Re: Randa Meeting: Notes on Voice Control in KDE

2017-09-15 Thread Sebastian Kügler
Hey!

Interesting discussion. Did you guys factor in the work done by Mycroft
on that front? I think there's a great deal of overlap, and already
some really interesting results shown for example in the Mycroft
Plasmoid:

https://www.youtube.com/watch?v=sUhvKTq6c40 (somewhat dated, but gives
a decent impression)

Cheers,
-- sebas

On Friday, September 15, 2017 9:39:13 AM CEST Frederik Gladhorn wrote:
> We here at Randa had a little session about voice recognition and
> control of applications.
> We tried to roughly define what we mean by that - a way of talking to
> the computer as Siri/Cortana/Alexa/Google Now and other projects
> demonstrate, conversational interfaces. We agreed that want this and
> people expect it more and more.
> Striking a balance between privacy and getting some data to enable
> this is a big concern, see later.
> While there is general interest (almost everyone here went out of
> their way to join the disussion), it didn't seem like anyone here at
> the moment wanted to drive this forward themselves, so it may just
> not go anywhere due to lack of people willing to put in time.
> Otherwise it may be something worth considering as a community goal.
> 
> 
> The term "intent" seems to be OK for the event that arrives at the
> application. More on that later.
> 
> We tried to break down the problem and arrived at two possible
> scenarios: 1) voice recognition -> string representation in user's
> language 1.1) translation to English -> string representation in
> English 2) English sentence -> English string to intent
> 
> or alternatively:
> 1) voice recognition -> string representation in user's language
> 2) user language sentence -> user language string to intent
> 
> 3) appliations get "intents" and react to them.

> _EXERCISES_:
1. Answer these questions about the KDE voice control thread:
(a) Whose work does the reply ask whether the group factored in?
(b) What term seemed OK for the event that arrives at the application?
(c) What reason is given for why the effort may not go anywhere?
2. Extend the KDE voice control thread past its final line, keeping the quoted style of the message.

> _EXCERPTED DATA_:
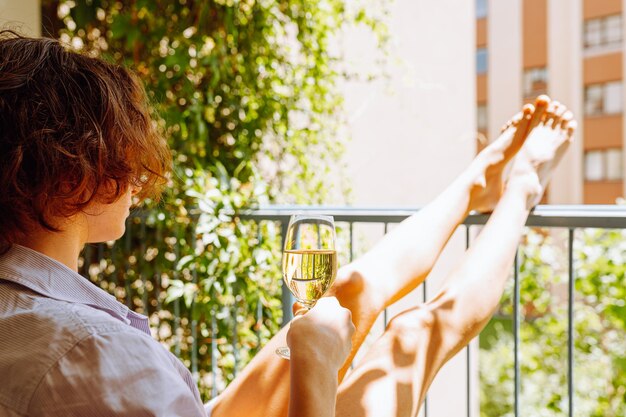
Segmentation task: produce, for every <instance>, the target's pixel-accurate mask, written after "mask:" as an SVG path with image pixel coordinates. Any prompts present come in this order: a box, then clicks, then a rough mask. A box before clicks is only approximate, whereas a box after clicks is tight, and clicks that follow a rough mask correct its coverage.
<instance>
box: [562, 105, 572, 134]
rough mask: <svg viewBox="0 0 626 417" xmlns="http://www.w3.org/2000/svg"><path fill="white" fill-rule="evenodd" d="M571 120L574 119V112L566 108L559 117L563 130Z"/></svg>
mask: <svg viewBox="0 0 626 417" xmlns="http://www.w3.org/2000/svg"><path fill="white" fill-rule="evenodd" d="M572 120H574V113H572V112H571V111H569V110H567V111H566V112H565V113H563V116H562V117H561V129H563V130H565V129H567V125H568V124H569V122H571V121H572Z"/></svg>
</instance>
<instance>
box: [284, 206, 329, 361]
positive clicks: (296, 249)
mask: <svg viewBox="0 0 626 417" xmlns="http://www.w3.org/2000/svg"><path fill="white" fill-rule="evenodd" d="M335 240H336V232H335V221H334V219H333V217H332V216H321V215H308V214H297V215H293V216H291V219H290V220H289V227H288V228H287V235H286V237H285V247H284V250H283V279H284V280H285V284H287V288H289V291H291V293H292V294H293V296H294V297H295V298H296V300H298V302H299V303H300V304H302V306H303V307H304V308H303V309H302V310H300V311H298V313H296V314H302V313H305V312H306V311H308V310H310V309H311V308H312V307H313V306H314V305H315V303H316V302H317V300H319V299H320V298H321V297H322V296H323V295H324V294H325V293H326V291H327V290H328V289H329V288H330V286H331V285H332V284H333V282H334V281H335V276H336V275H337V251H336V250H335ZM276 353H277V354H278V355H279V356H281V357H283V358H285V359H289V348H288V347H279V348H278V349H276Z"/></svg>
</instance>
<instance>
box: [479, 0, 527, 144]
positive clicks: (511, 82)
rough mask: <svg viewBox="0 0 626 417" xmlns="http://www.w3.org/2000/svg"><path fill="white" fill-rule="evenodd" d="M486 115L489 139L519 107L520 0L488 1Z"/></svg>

> _ANSWERS IN ORDER_:
1.
(a) Mycroft
(b) "Intent"
(c) No one there wanted to drive it forward themselves, so it may lack people willing to put in time.

2.
> 
> So basically one open question is if we need a translation step or if
> we can directly translate from a string in any language to an intent.
> 
> We do not think it feasible nor desirable to let every app do its own
> magic. Thus a central "daemon" processes does step 1, listenting to
> audio and translating to a string representation.
> Then, assuming we want to do a translation step 1.1 we need to find a
> way to do the translation.
> 
> For step 1 mozilla deep voice seems like a candidate, it seems to be
> quickly progressing.
> 
> We assume that mid-term we need machine learning for step 2 - gather
> sample sentences (somewhere between thousands and millions) to enable
> the step of going from sentence to intent.
> We might get away with a set of simple heuristics to get this
> kick-started, but over time we would want to use machine learning to
> do this step. Here it's important to gather enough sample sentences
> to be able to train a model. We basically assume we need to encourage
> people to participate and send us the recognized sentences to get
> enough raw material to work with.
> 
> On interesting point is that ideally we can keep context, so that the
> users can do follow up queries/commands.
> Some of the context may be expressed with state machines (talk to
> Emanuelle about that).
> Clearly the whole topic needs research, we want to build on other
> people's stuff and cooperate as much as possible.
> 
> Hopefully we can find some centralized daemon thing to run on Linux
> and do a lot of the work in step 1 and 2 for us.
> Step 3 requires work on our side (in Qt?) for sure.
> What should intents look like? lists of property bags?
> Should apps have a way of saying which intents they support?
> 
> A starting point could be to use the common media player interface to
> control the media player using voice.
> Should exposing intents be a dbus thing to start with?
> 
> For querying data, we may want to interface with wikipedia, music
> brainz, etc, but is that more part of the central daemon or should
> there be an app?
> 
> We probably want to be able to start applications when the appropriate
> command arrives "write a new email to Volker" launches Kube with the
> composer open and ideally the receiver filled out, or it may ask the
> user "I don't know who that is, please help me...".
> So how do applications define what intents they process?
> How can applications ask for details? after receiving an intent they
> may need to ask for more data.
> 
> There is also the kpurpose framework, I have no idea what it does,
> should read up on it.
> 
> This is likely to be completely new input, while app is in some
> state, may have an open modal dialog, new crashes because we're not
> prepared? Are there patterns/building blocks to make it easier when
> an app is in a certain state?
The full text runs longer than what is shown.